** Consegna scritta **
Indica tutte le aziende e le società citate per nome nel testo sulla Cop28 riportato più avanti.

** Estratto della pagina **
------------------------------------

Pragmatismo o ideologia. Ambizioni e realtà. Blocchi geopolitici e sviluppo tecnologico. Per frenare le emissioni di Co2, il cui ritmo di crescita non accenna a diminuire, serve l’unità di intenti.

Eppure, la governance globale, riunita fino a ieri 12 dicembre a Dubai per la Cop28, deve fare i conti con la realtà. Perché l’anno 2023 è senza dubbio quello degli interrogativi. Resta alta la coscienza collettiva verso l’emergenza climatica. I Grandi del mondo sono consapevoli che bisogna spingere verso le energie verdi per evitare la catastrofe di un aumento di oltre due gradi della temperatura media globale. Ma il quadro geopolitico ed economico sta condizionando enormemente gli investimenti. E la pressione di due grandi produttori di greggio, come Russia ed Arabia Saudita, frena la volontà di decarbonizzare le economie.

L’alto livello dei tassi di interesse, deciso dalle banche centrali per contrastare l’alta inflazione che penalizza fortemente il ceto medio, cambia radicalmente le condizioni di finanziamento.

Le criticità dell’eolico

Il comparto delle rinnovabili sta diventando maturo. E dunque la concorrenza del settore abbassa i margini per le aziende. Persistono oggettive difficoltà di immagazzinamento dei materiali e si osserva un’inefficienza generale del sistema nel mettere a terra i progetti. Per questo l’impatto non può che trasferirsi sulla finanza, che sconta in anticipo i cambiamenti. Non sorprendono i guai finanziari di alcuni grandi aziende dell’eolico come Siemens Energy e Orsted.

La capacità produttiva dell’eolico è diminuita quest’anno del 19% a livello globale. Anche lo sviluppo dell’offshore sta riscontrando delle difficoltà sia in Europa che negli Stati Uniti. Diverse società d’investimento, come Rothschild, sostengono che il futuro dell’energia del vento sia a rischio per i costi fuori mercato.

------------------------------------

** Voci fornite **
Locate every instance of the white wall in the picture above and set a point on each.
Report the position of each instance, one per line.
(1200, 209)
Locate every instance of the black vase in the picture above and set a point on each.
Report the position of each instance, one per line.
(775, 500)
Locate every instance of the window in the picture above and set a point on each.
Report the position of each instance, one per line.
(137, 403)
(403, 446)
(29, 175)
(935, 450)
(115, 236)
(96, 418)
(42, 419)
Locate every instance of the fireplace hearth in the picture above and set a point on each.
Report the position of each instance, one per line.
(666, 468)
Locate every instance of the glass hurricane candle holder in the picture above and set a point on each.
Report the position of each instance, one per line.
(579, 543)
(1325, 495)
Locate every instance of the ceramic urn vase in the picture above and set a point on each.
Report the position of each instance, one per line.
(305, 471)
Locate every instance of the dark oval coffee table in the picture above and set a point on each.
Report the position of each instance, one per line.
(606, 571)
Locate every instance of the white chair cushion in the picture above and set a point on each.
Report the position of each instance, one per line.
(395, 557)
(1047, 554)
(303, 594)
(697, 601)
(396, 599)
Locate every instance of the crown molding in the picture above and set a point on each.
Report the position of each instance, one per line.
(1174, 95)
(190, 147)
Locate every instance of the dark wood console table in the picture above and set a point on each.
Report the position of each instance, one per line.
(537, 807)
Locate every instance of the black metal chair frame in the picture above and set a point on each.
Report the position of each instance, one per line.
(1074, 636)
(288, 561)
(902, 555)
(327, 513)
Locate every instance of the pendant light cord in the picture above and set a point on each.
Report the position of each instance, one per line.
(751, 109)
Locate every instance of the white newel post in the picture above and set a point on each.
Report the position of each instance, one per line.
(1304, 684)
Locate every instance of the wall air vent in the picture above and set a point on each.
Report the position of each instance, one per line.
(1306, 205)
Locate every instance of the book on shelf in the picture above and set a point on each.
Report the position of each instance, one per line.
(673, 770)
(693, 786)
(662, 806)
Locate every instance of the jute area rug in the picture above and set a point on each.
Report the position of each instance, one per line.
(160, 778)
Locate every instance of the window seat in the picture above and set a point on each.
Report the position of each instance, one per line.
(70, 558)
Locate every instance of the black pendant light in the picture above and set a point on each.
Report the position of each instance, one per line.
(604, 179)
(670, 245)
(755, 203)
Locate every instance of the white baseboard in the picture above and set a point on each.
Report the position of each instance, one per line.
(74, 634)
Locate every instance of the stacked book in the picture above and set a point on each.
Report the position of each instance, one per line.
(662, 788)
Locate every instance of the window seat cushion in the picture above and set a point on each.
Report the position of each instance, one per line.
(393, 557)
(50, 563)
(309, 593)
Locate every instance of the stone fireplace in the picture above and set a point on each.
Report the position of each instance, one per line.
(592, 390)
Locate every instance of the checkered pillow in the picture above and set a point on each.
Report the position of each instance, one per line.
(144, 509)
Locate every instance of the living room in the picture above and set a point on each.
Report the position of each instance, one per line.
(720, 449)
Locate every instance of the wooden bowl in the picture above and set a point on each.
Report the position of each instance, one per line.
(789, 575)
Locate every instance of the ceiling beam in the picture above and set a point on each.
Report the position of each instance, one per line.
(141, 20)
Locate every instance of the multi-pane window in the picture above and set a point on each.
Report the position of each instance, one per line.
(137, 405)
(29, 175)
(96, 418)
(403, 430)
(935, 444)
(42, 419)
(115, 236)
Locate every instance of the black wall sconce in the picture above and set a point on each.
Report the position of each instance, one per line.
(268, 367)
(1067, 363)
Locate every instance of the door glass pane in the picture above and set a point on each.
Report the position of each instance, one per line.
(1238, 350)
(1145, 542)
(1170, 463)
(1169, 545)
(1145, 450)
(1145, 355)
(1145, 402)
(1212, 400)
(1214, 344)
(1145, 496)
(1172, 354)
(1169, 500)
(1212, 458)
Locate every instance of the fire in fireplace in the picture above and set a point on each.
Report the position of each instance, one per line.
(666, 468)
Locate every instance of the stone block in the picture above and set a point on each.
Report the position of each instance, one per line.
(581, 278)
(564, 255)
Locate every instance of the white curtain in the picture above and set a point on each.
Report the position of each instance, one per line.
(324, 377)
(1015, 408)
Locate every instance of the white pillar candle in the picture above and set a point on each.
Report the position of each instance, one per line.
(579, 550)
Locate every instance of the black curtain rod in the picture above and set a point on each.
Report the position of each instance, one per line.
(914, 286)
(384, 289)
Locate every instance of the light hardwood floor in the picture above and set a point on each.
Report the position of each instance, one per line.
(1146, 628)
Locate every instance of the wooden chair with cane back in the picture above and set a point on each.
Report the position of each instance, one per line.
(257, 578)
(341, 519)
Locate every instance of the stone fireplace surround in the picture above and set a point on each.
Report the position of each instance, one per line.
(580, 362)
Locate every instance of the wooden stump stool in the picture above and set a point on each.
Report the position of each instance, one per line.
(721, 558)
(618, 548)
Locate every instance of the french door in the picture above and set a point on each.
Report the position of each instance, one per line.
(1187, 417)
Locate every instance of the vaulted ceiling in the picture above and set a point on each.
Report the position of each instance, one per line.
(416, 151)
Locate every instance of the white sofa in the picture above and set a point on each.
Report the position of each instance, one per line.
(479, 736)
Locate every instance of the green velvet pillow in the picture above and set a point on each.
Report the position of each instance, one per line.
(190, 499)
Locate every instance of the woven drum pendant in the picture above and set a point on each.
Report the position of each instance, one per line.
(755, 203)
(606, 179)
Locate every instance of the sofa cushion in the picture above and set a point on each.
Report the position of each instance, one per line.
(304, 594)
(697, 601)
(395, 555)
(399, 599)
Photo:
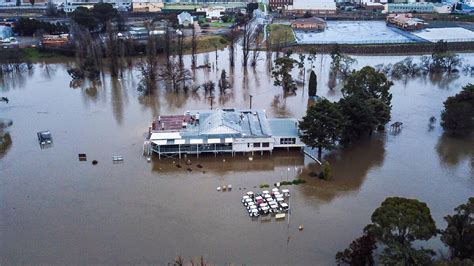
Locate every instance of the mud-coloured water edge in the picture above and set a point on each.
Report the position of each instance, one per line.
(55, 209)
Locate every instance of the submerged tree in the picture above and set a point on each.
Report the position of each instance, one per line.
(359, 252)
(174, 75)
(459, 233)
(397, 223)
(313, 84)
(282, 73)
(321, 126)
(458, 114)
(246, 42)
(193, 47)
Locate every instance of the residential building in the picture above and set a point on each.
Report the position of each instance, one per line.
(312, 23)
(147, 5)
(405, 21)
(279, 4)
(71, 5)
(185, 19)
(313, 7)
(221, 131)
(409, 8)
(5, 32)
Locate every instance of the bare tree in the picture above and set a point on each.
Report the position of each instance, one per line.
(175, 75)
(112, 50)
(232, 37)
(180, 47)
(193, 47)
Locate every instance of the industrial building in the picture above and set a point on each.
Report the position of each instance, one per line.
(220, 131)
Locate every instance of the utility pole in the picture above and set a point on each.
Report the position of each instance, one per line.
(211, 98)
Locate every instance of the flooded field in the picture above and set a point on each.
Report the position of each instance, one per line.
(350, 32)
(57, 210)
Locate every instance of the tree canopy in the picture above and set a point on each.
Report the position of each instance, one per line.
(458, 114)
(321, 126)
(368, 83)
(459, 233)
(282, 73)
(396, 224)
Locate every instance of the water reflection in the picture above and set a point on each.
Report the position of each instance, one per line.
(453, 150)
(350, 167)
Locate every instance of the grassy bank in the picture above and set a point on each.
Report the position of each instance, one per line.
(280, 33)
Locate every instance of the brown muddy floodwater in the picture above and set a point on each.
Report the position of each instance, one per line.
(57, 210)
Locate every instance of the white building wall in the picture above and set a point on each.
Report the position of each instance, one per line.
(327, 5)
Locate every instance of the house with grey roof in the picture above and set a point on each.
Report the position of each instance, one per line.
(185, 19)
(219, 131)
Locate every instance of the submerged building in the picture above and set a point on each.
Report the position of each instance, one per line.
(220, 131)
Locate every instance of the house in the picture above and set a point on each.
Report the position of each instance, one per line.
(221, 131)
(405, 21)
(409, 8)
(5, 32)
(147, 6)
(185, 19)
(312, 6)
(279, 4)
(312, 23)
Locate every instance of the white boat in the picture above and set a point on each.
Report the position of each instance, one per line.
(280, 216)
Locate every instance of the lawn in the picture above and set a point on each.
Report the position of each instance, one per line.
(280, 33)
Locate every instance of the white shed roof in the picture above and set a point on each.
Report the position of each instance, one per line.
(165, 135)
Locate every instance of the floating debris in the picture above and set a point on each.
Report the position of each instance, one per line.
(117, 159)
(82, 157)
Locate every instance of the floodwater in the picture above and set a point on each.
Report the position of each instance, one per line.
(57, 210)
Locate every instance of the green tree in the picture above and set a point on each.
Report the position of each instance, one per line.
(282, 73)
(327, 171)
(459, 233)
(396, 224)
(368, 83)
(313, 84)
(458, 114)
(359, 252)
(321, 125)
(358, 119)
(104, 12)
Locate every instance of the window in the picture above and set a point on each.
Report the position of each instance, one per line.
(288, 141)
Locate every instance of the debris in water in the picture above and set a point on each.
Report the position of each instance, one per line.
(82, 157)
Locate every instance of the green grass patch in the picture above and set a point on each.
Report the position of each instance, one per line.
(280, 33)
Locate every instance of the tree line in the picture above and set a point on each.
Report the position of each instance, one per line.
(399, 222)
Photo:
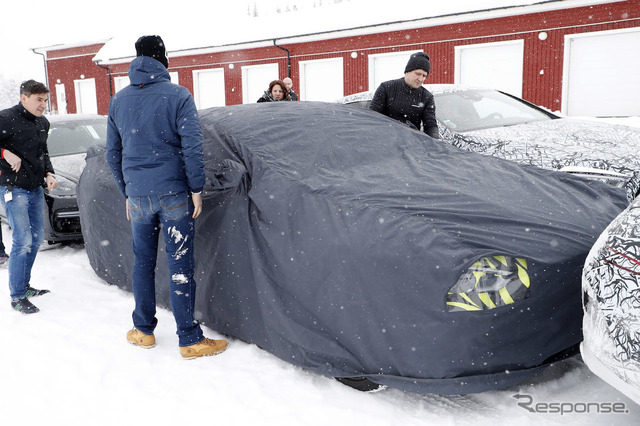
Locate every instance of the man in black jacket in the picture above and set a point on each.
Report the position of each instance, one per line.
(24, 169)
(406, 100)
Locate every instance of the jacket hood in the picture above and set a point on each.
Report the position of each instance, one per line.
(146, 70)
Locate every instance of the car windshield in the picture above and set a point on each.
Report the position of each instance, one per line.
(75, 136)
(483, 109)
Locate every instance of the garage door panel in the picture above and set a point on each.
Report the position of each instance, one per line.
(601, 74)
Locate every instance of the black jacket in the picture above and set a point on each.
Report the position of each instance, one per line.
(416, 107)
(25, 135)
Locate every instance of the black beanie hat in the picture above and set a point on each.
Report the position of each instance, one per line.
(418, 61)
(153, 47)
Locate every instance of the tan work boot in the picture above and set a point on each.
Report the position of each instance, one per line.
(138, 338)
(207, 347)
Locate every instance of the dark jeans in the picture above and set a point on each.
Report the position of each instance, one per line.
(173, 212)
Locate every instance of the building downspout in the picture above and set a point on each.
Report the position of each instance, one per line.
(46, 74)
(109, 76)
(288, 57)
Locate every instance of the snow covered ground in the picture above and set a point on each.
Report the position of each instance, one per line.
(70, 364)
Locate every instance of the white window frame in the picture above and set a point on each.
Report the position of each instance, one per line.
(196, 85)
(303, 77)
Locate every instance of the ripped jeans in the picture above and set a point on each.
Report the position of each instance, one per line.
(173, 212)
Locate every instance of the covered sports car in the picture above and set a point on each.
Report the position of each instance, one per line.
(351, 245)
(611, 299)
(496, 123)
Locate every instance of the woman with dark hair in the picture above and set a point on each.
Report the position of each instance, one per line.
(277, 92)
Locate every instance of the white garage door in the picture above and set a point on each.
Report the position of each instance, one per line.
(321, 80)
(602, 74)
(255, 80)
(86, 99)
(496, 65)
(208, 87)
(387, 66)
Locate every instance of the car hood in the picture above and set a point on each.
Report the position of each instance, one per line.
(69, 166)
(563, 142)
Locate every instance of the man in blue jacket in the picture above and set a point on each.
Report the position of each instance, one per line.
(154, 150)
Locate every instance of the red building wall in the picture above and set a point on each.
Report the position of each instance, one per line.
(543, 59)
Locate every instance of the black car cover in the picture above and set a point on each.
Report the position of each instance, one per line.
(331, 236)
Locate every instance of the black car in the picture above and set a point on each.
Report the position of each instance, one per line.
(349, 244)
(496, 123)
(69, 138)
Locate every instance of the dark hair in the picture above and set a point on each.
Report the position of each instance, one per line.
(31, 87)
(282, 85)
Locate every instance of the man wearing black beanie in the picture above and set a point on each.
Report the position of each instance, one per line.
(406, 100)
(154, 151)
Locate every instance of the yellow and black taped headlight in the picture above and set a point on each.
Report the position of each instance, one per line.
(489, 283)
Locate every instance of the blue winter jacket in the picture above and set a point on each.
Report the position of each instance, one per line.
(154, 140)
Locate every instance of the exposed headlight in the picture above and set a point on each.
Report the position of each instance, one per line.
(66, 187)
(489, 283)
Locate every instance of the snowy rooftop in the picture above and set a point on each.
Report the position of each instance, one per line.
(210, 33)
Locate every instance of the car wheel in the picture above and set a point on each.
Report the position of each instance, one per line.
(360, 383)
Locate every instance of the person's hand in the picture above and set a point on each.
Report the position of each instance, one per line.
(14, 161)
(52, 183)
(197, 204)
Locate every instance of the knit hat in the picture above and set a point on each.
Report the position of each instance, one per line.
(418, 61)
(153, 47)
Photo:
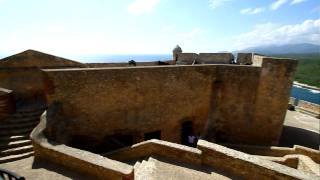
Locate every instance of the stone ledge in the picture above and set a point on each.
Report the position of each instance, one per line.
(76, 159)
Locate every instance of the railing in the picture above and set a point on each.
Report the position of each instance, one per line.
(7, 175)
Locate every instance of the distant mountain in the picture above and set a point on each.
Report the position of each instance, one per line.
(285, 49)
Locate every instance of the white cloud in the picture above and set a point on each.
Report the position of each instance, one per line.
(55, 28)
(167, 28)
(142, 6)
(268, 34)
(195, 31)
(297, 1)
(252, 10)
(217, 3)
(277, 4)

------------------------------------

** Risposta completa **
Le aziende e le società citate per nome sono Siemens Energy, Orsted e Rothschild.